▶ DATA IN THIS EXERCISE
[Start of section]

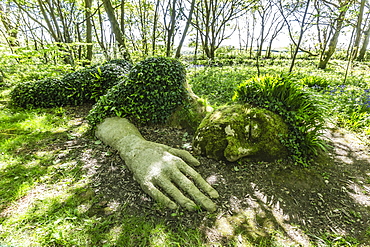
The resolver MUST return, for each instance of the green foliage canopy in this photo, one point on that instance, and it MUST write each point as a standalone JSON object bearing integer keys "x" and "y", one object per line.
{"x": 301, "y": 109}
{"x": 76, "y": 88}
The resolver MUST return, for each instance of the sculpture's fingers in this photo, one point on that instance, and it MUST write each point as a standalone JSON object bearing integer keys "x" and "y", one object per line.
{"x": 158, "y": 196}
{"x": 175, "y": 193}
{"x": 185, "y": 156}
{"x": 187, "y": 185}
{"x": 198, "y": 179}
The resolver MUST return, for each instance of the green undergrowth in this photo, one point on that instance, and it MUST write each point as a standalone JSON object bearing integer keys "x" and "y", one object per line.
{"x": 46, "y": 197}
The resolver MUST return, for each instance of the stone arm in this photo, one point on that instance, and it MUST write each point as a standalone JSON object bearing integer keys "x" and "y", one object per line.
{"x": 162, "y": 172}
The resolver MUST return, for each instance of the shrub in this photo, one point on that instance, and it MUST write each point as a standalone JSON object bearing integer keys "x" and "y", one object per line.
{"x": 152, "y": 91}
{"x": 47, "y": 92}
{"x": 76, "y": 88}
{"x": 301, "y": 109}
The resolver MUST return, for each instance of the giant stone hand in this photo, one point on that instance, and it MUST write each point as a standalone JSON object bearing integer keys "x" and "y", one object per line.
{"x": 161, "y": 171}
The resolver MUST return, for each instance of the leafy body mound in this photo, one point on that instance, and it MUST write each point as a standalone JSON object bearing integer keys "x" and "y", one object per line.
{"x": 152, "y": 91}
{"x": 241, "y": 131}
{"x": 82, "y": 86}
{"x": 300, "y": 108}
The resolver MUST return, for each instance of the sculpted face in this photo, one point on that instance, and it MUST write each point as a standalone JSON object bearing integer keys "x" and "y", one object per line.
{"x": 238, "y": 131}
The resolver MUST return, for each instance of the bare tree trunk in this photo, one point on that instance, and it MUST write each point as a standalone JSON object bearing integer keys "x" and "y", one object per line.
{"x": 365, "y": 43}
{"x": 300, "y": 38}
{"x": 356, "y": 43}
{"x": 171, "y": 30}
{"x": 155, "y": 24}
{"x": 334, "y": 40}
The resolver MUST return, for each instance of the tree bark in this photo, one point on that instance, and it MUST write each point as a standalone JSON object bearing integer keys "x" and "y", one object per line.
{"x": 365, "y": 44}
{"x": 89, "y": 46}
{"x": 157, "y": 167}
{"x": 326, "y": 55}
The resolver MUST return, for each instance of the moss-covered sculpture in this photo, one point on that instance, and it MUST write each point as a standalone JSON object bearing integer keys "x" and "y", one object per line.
{"x": 237, "y": 131}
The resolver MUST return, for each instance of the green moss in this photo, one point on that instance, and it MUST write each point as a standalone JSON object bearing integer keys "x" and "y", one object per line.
{"x": 238, "y": 131}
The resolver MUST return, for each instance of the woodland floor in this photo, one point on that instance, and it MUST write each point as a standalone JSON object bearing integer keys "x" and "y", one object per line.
{"x": 299, "y": 205}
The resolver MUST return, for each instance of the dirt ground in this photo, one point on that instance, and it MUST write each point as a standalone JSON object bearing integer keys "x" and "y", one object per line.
{"x": 328, "y": 201}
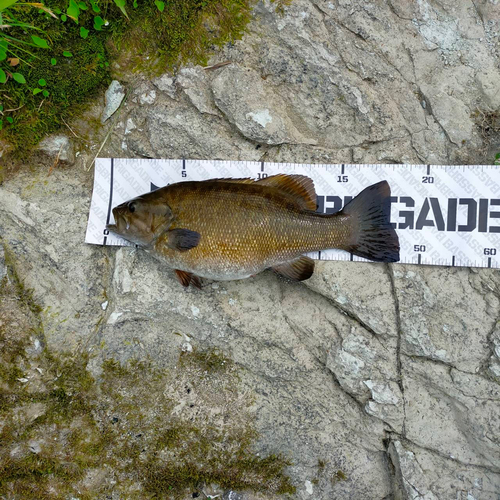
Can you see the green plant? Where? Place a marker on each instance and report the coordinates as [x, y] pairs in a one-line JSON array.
[[69, 44]]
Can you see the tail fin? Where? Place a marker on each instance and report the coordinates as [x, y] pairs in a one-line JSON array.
[[373, 236]]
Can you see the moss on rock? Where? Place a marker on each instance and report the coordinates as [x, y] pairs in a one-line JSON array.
[[136, 432]]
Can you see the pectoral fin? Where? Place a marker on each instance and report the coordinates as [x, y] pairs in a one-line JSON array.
[[186, 279], [183, 239], [298, 270]]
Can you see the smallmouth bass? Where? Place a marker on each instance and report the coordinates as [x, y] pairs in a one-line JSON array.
[[227, 229]]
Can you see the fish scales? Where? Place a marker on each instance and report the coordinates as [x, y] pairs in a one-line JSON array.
[[228, 229]]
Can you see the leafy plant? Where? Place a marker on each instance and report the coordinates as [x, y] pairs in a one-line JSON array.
[[68, 44]]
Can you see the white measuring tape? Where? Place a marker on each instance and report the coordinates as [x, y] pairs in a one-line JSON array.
[[444, 215]]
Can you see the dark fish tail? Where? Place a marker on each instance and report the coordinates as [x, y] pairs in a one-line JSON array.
[[372, 235]]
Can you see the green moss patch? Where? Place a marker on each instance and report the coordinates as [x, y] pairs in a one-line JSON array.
[[137, 432], [75, 63]]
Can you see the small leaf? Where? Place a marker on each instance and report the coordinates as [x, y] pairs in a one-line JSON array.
[[18, 78], [98, 22], [121, 5], [73, 10], [39, 42]]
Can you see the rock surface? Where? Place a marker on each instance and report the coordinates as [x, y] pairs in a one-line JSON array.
[[391, 383]]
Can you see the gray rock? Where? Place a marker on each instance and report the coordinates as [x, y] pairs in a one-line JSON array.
[[113, 98], [386, 375], [196, 85], [58, 146], [3, 267], [420, 474]]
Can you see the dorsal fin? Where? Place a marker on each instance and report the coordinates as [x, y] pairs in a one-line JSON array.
[[300, 187]]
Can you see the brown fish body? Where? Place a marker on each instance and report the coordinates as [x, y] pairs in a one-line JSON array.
[[227, 229], [244, 228]]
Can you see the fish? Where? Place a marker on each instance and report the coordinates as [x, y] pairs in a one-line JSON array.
[[230, 229]]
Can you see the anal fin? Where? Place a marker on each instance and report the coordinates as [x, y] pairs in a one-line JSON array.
[[186, 279], [298, 270]]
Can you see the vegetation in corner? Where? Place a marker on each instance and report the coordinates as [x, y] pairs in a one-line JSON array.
[[138, 432], [56, 55]]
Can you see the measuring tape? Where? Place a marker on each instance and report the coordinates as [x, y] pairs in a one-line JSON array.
[[444, 215]]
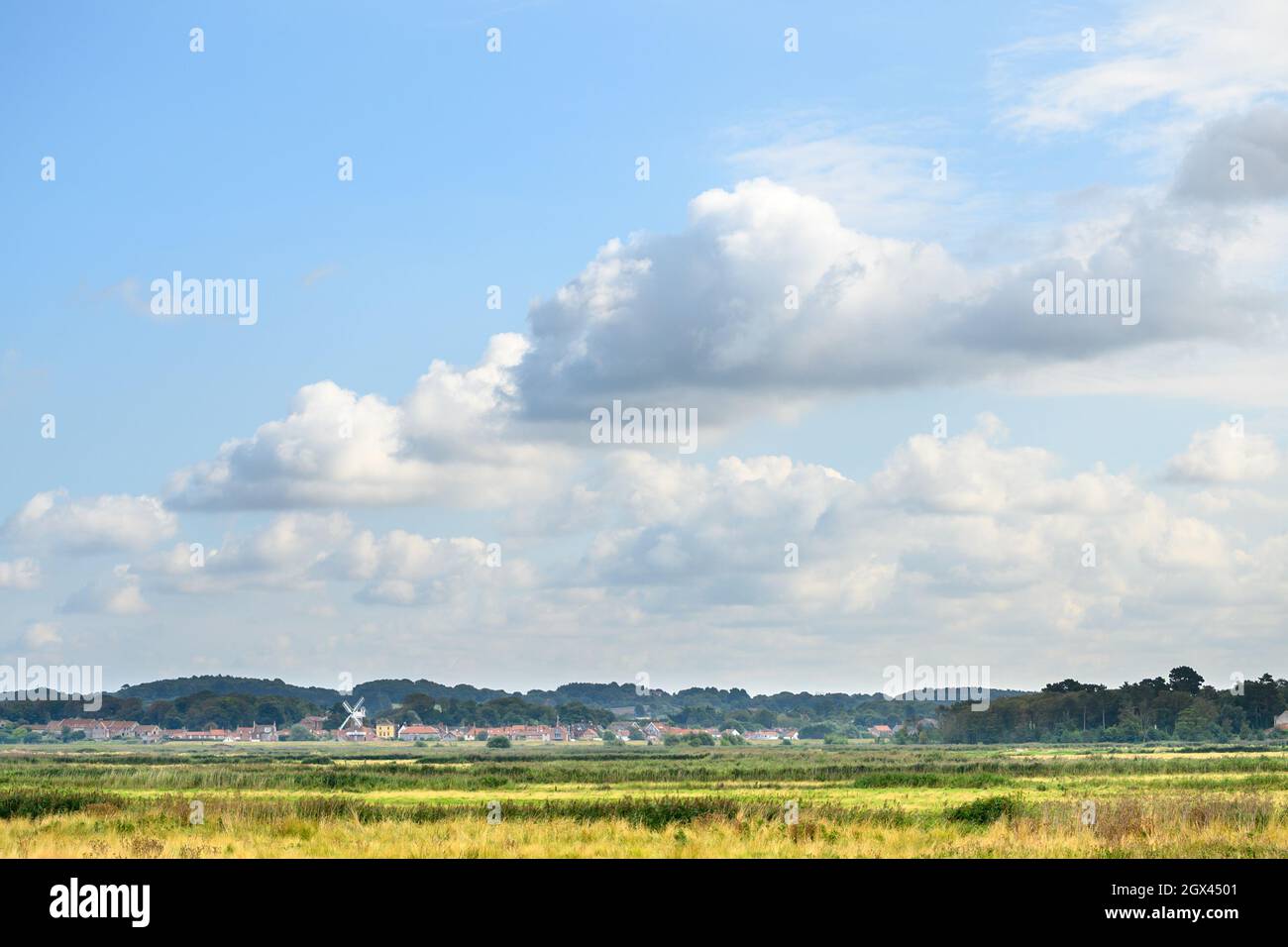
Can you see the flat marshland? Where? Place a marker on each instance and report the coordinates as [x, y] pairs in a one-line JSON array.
[[800, 800]]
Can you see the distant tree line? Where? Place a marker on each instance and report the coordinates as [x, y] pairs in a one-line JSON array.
[[1177, 707]]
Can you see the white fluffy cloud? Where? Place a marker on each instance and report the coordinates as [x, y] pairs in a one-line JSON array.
[[1199, 58], [449, 441], [312, 552], [119, 595], [1227, 455], [42, 635], [90, 525], [20, 574], [962, 535]]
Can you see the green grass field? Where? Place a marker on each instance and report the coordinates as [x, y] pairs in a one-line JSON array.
[[802, 800]]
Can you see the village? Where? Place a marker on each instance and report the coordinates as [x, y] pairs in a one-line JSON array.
[[313, 728]]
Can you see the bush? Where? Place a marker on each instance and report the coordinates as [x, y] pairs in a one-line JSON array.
[[987, 809]]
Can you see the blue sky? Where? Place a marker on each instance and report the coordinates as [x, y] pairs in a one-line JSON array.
[[514, 169]]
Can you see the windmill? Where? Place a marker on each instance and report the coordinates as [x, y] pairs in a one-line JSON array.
[[356, 712]]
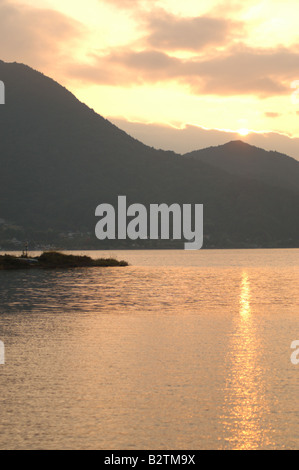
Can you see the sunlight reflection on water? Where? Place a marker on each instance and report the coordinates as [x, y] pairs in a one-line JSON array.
[[164, 356]]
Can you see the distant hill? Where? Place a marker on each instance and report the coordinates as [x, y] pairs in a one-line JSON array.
[[242, 159], [59, 160]]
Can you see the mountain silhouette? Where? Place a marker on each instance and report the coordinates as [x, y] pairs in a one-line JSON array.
[[59, 160], [243, 159]]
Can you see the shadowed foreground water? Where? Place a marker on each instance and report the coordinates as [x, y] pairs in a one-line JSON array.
[[182, 350]]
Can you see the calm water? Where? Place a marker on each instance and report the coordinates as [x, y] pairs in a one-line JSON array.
[[181, 350]]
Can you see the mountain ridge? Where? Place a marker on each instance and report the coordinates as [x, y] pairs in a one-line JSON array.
[[60, 160]]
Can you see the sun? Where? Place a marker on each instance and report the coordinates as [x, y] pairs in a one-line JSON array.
[[243, 132]]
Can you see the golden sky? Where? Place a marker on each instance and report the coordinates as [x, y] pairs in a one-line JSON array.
[[218, 64]]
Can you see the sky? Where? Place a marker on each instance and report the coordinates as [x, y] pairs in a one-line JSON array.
[[222, 68]]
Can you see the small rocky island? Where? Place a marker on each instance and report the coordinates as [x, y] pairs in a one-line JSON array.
[[56, 260]]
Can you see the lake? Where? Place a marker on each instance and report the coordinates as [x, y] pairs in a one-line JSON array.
[[180, 350]]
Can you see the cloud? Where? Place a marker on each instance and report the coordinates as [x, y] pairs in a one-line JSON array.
[[239, 71], [131, 4], [35, 36], [170, 32], [272, 114]]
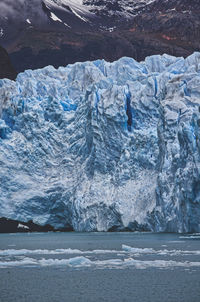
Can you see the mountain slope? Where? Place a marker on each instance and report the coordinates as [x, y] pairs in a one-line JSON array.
[[6, 68]]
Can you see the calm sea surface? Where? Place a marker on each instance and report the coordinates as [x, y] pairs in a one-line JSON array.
[[90, 267]]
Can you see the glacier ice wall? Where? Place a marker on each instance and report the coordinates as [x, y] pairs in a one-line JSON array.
[[103, 146]]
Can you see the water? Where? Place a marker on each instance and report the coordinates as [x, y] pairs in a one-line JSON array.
[[88, 267]]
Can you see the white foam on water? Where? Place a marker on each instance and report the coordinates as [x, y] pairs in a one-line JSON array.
[[125, 250], [190, 237], [150, 251], [81, 261], [69, 251]]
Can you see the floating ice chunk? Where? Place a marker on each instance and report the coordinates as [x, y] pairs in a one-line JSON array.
[[55, 18], [130, 249]]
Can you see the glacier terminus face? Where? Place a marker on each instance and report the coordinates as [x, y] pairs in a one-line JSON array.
[[103, 146]]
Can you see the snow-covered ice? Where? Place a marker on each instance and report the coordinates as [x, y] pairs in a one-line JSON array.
[[103, 146]]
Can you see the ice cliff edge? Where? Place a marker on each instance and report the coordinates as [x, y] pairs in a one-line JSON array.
[[103, 146]]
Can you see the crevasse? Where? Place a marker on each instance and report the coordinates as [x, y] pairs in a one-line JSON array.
[[71, 154]]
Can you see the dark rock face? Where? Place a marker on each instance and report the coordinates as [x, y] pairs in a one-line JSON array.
[[6, 69]]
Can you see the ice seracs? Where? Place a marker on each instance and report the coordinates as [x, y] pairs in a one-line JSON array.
[[103, 146]]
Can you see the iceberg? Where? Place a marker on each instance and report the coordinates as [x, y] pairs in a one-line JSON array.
[[101, 146]]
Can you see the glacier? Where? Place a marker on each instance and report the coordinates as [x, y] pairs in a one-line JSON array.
[[100, 146]]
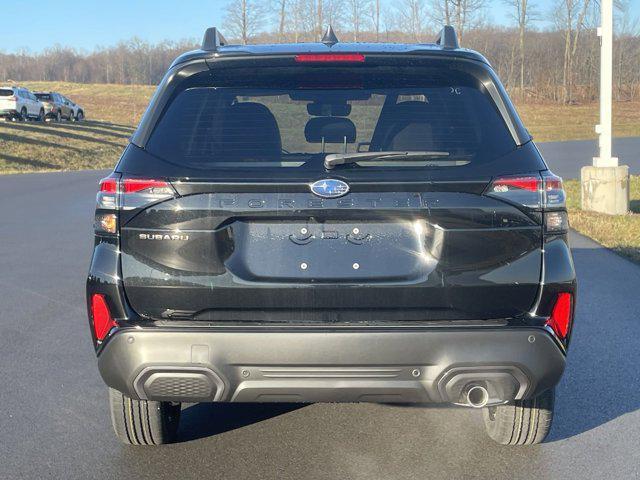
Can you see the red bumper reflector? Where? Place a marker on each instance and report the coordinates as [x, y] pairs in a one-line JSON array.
[[330, 57], [560, 319], [102, 320]]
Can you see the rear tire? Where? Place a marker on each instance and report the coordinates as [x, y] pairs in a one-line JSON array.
[[143, 422], [522, 422]]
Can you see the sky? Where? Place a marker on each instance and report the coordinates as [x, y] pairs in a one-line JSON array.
[[87, 24]]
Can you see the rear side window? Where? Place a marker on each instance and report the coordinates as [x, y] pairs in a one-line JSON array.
[[213, 127]]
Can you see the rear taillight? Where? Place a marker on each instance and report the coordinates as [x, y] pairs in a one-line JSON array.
[[126, 194], [153, 187], [540, 192], [525, 190], [560, 319], [101, 317]]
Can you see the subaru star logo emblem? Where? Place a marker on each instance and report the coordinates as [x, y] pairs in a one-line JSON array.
[[330, 188]]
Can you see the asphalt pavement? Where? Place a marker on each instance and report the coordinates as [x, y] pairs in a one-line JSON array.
[[567, 158], [54, 421]]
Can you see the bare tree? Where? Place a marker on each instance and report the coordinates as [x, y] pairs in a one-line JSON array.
[[462, 14], [244, 18], [375, 14], [570, 15], [522, 14], [412, 17], [357, 10], [280, 8]]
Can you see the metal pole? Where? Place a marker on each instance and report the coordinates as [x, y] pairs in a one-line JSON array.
[[605, 32]]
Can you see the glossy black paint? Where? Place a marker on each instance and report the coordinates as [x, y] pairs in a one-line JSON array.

[End of section]

▶ ACTIVITY
An exact copy is required of each line from the one containing "Can you see the rear taillight?" through the last line of the material, and of no other line.

▶ WRITTEN RESPONSE
Can you see the rear taillight? Where? Place a marker on each instance and report the coordinates as [x, y] pairs in a one-line JSON array.
[[126, 194], [153, 187], [540, 192], [525, 190], [560, 319], [101, 317]]
Can you see the subaru star logo emblem? Where? Place a marker on each instance and report the coordinates as [x, y] pairs in a one-line JSON array.
[[330, 188]]
Can you see the asphalt pavement? Where? Place a marker on each instance and report the coordinates as [x, y] pairs in a one-line JSON array.
[[567, 158], [54, 421]]
Can you see the bare tree? Where? Place a marker on each instance and report the coordinates as [x, y] pairs in a one-line JSON array.
[[462, 14], [244, 18], [375, 14], [570, 15], [522, 14], [412, 17], [357, 10], [280, 8]]
Can you see the metal pole? Where? Place a marker on each instance and report the coordinates as [x, y] pairs in a one-line JSON array.
[[605, 32]]
Can you see the glossy black paint? Where? Place a marker on each instance and report the coordinates as [x, y] pairs in a one-line JSON array.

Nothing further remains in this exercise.